*TASK INSTRUCTIONS*
Find every line in the records below that contains the string "blue", and copy each of those lines.

(Saved records)
*****

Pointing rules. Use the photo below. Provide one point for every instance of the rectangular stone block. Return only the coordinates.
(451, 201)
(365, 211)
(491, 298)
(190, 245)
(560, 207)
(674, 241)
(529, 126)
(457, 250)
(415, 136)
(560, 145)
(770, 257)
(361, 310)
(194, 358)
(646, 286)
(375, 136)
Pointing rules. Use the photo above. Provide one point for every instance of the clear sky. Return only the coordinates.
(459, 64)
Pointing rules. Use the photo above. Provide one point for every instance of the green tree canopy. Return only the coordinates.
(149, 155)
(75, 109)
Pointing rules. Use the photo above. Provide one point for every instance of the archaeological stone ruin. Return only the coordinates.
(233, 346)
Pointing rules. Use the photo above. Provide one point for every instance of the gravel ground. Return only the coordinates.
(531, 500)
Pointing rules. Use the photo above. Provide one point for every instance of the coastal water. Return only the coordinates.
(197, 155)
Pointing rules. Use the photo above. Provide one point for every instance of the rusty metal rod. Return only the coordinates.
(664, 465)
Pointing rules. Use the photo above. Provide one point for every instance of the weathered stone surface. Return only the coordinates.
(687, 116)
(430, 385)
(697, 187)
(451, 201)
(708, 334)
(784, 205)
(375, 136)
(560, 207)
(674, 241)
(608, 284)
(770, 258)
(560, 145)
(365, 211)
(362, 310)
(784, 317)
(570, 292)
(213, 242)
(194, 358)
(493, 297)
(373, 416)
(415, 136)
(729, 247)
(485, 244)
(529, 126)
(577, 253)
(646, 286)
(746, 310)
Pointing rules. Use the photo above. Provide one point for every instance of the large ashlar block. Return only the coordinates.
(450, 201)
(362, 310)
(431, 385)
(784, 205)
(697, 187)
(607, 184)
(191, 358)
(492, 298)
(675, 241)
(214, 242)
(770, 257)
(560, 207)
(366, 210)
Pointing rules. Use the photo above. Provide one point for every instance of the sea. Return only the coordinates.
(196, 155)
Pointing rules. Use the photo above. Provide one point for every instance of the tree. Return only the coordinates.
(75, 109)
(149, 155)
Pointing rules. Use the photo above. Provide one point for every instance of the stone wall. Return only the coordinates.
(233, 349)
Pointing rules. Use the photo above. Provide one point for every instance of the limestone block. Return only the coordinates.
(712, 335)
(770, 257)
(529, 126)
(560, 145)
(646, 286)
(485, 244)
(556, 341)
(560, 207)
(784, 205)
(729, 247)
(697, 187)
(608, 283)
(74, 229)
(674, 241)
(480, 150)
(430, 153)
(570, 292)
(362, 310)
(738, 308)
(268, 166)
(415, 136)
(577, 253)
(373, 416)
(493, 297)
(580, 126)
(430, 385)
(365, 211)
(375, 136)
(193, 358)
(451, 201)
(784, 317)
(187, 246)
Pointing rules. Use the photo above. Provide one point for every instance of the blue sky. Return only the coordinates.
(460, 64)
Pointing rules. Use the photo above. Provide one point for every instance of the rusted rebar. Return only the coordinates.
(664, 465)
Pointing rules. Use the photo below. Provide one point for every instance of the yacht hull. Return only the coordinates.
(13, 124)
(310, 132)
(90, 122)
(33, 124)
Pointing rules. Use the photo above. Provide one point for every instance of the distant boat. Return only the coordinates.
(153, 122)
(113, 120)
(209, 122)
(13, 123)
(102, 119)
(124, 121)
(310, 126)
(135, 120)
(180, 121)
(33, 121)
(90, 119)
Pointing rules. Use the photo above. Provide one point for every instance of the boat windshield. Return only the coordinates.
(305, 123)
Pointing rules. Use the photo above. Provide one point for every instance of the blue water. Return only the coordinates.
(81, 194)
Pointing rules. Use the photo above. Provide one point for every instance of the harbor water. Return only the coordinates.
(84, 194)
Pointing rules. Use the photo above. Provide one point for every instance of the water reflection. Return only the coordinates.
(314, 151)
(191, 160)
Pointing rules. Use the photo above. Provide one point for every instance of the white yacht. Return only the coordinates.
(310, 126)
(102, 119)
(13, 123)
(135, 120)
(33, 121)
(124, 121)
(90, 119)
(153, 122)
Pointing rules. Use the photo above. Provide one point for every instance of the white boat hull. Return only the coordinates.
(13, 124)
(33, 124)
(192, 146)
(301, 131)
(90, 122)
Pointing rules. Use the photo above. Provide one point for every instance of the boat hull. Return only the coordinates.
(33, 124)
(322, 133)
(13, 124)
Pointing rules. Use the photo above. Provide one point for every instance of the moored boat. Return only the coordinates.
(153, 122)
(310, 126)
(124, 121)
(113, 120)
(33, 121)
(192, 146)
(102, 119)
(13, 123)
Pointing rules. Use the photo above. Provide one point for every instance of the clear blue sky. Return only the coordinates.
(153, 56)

*****

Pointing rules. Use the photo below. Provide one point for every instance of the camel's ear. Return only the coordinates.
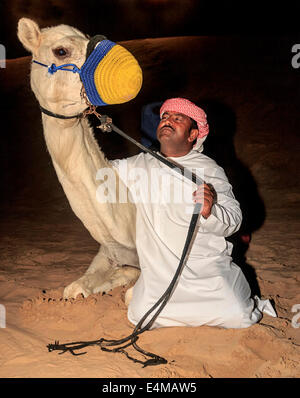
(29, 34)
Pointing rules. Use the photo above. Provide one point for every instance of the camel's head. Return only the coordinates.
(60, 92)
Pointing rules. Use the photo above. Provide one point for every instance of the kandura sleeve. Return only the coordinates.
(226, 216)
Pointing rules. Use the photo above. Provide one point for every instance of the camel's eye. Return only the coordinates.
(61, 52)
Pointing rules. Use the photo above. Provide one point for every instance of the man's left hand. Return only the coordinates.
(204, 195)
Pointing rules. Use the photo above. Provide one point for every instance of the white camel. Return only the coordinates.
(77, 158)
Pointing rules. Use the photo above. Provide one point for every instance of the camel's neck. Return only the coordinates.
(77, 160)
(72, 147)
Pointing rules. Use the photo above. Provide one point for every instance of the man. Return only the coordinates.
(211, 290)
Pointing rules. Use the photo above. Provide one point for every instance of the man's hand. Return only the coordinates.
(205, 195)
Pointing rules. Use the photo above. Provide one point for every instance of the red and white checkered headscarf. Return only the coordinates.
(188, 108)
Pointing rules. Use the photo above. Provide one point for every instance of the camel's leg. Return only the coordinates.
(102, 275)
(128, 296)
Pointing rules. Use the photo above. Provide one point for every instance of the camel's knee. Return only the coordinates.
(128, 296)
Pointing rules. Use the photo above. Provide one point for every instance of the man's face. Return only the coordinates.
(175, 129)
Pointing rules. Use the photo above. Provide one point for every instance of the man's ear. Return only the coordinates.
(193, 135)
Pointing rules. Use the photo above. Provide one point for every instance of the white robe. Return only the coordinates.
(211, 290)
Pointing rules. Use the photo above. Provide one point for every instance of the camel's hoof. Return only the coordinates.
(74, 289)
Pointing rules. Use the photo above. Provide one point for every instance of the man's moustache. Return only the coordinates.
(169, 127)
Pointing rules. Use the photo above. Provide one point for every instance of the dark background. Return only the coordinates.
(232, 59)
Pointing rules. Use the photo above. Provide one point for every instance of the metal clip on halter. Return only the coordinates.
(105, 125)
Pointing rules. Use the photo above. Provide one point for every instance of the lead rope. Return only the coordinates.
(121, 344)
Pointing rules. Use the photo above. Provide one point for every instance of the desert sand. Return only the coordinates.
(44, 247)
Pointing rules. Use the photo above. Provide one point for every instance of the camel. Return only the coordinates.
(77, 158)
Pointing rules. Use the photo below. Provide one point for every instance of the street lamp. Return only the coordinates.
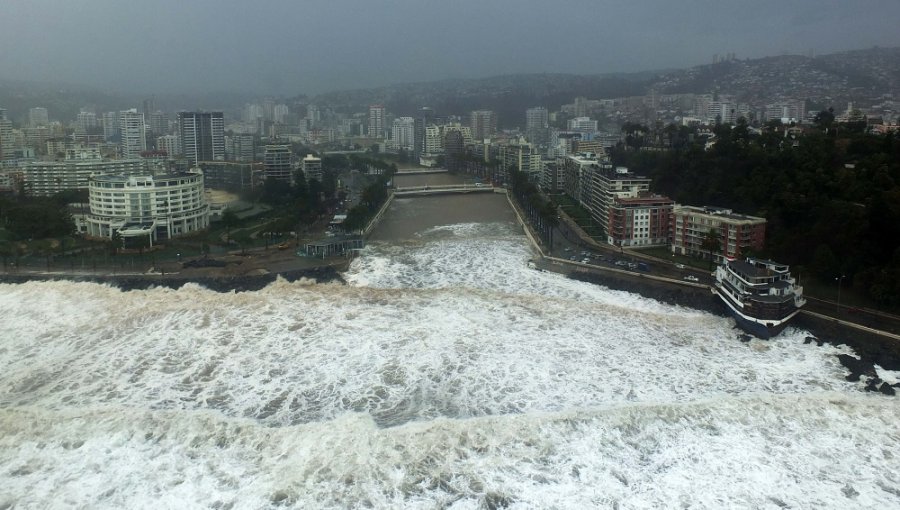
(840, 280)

*****

*SOLUTION*
Pointing rules. Use the photo above. Provide one point for every instance of the blue sky. Return only the coordinates.
Pointing rules. Use the photo above. Provide one point for every instance of the blue water. Return only the coordinates.
Pointing rules. Use the photo above. Provide one point for every instance of the clear blue sky. Return only the coordinates.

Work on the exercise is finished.